§ PROBLEM REQUIREMENTS: Output each entry verbatim and exclude every picture from it.

---- STUDY MATERIAL

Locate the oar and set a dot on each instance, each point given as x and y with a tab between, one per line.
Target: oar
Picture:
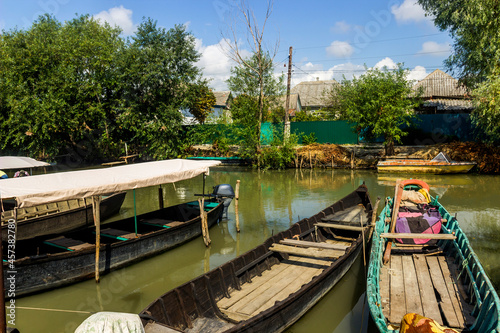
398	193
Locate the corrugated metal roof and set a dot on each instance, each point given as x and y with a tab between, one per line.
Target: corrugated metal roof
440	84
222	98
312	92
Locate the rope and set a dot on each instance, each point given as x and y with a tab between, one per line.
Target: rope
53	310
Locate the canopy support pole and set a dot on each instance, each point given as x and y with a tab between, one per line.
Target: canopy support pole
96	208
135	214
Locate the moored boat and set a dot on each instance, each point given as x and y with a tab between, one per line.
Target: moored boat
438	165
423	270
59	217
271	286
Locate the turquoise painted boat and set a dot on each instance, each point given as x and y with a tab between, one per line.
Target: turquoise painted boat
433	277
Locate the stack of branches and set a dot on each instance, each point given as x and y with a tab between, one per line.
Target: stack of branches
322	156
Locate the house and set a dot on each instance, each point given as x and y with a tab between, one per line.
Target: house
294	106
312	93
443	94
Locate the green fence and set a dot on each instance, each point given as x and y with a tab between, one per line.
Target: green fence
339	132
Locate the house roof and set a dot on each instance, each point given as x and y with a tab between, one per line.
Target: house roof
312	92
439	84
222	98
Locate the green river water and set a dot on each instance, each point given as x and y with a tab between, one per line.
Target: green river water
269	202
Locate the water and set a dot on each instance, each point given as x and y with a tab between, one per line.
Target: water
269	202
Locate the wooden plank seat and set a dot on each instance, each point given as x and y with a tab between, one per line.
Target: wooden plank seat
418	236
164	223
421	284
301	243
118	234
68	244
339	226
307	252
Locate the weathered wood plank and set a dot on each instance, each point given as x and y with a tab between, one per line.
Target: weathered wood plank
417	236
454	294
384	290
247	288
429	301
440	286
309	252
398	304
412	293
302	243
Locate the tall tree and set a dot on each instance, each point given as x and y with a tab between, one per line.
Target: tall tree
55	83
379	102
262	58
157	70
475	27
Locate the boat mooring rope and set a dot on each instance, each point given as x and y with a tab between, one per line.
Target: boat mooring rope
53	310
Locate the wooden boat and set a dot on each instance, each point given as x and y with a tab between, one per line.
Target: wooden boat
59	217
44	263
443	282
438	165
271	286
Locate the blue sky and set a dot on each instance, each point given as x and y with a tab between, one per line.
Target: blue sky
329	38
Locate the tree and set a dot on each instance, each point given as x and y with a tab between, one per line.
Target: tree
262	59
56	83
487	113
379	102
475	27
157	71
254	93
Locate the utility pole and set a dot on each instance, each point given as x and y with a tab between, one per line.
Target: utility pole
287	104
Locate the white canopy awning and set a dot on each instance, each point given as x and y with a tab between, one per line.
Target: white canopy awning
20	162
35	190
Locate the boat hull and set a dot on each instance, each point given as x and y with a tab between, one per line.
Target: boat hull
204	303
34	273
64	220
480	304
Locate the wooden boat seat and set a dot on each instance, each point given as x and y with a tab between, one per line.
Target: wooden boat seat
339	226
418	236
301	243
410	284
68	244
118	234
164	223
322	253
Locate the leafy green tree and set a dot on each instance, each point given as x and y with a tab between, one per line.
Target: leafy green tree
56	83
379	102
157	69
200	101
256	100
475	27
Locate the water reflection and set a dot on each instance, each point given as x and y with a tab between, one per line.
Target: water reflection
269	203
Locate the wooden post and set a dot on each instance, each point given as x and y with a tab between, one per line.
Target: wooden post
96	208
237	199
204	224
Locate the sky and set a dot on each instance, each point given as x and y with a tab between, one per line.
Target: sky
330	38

--------

§ RESPONSE TO THIS TASK:
Locate the oar and set a dot on each instance, each point given as x and y with a tab between, one per line.
Target: oar
Picture:
398	193
Locate the corrugated metal roof and set a dot on each instance, each point given as x and y with a tab between, one per line.
Target: corrugated metal roof
440	84
222	98
312	92
Locate the rope and set a dot on each instance, each point given as x and y with a tab between, one per line.
Target: rope
53	310
Locate the canopy support pole and set a dot on each instance, each point given as x and y with a tab between, one per line.
Target: canopy support pole
96	208
135	214
Locate the moored boat and set a dot on each instance, each point given as x and y with a tab between, one per line.
Target: moored boat
438	165
423	270
59	217
271	286
Locate the turquoise painted boat and set a dot on each instance, each point given as x and y with a tab between, one per line.
Target: turquoise painted boat
433	277
Locate the stack of branches and set a dot on each instance, each point given as x and y with a tab between, one per line.
Target: stack of branches
322	156
Locate the house and set a dot on each instance, each point given as x and y with a tab between, one per line.
Target: house
294	106
312	93
443	94
Locate the green fence and set a dot on each instance, each point given as x and y with a tab between, one per line.
Target: green fence
339	132
Locate the house roof and set a dot on each instance, each point given as x and y with a tab between, one per line.
Target: house roof
312	92
439	84
222	98
Locate the green river water and set a dot on each instance, each point given as x and y with a tab between, one per line.
Target: green river water
269	202
Locate the water and set a dot on each instance, each point given as x and y with a tab between, one per line.
Target: water
269	202
Locate the wooden plank seat and set a dot on each instance, each point given as x and y with a tab between, one per line.
Target: wooden plank seat
418	236
164	223
421	284
301	243
118	234
68	244
339	226
307	252
Locate the weathered wood plank and set a dot on each instance, each point given as x and y with a tab between, one per line.
Target: weathered wood plank
417	236
454	294
384	290
247	288
429	301
440	286
309	252
398	304
412	293
302	243
Locate the tall tree and set a dot on each instance, each point given as x and y with a tab between, one per line.
Target: tall tree
55	83
379	102
262	58
157	70
475	27
Locate the boat mooring rope and set a dot on each instance, each point given as x and y with a tab between, one per line.
Target: boat mooring rope
53	310
Locate the wooden boat and set a dot on each instance, each point given as x and y with a tab between, one per line.
Target: wooden boat
59	217
44	263
443	282
438	165
271	286
Locate the blue sky and set a dot on each instance, each point given as x and y with a tab between, one per line.
Target: blue sky
329	38
Locate the tree and set a dot on each instance, each point given as x and y with a tab between, one per line.
Target: tree
262	59
56	83
487	113
379	102
475	27
157	71
254	93
Locate the utility pole and set a dot on each instance, each point given as x and y with a tab between, one per line.
Target: utility pole
287	104
Locate the white canopy awning and set a dot on each instance, each point given as x and y with a tab between, one per line.
Target: white canopy awning
20	162
35	190
Locate the boat hull and set a dot on each instance, each point given as x and y with a tab between, one per line.
Target: boat hull
204	303
34	273
64	220
480	304
Locate the wooden boat seat and set a dot on each instance, each point given as x and y with a tab between, one per line.
Target: wooden boat seat
339	226
418	236
301	243
410	284
68	244
118	234
164	223
322	253
Locate the leafy green tree and set a dot on each instance, each point given as x and y with a tab between, one per line.
Target: leafy green tree
56	83
379	102
157	69
200	101
256	100
475	27
Locate the water reflection and set a dot on each instance, each point given as x and y with a tab between, one per line.
Target: water reflection
269	203
Locate the wooden post and set a dot on each instance, each point given as x and y with a tab between, one per line.
Target: wooden post
96	208
237	199
204	224
Locate the sky and set a dot on each instance, each point given as x and y with a tab between, one per line.
Target: sky
330	38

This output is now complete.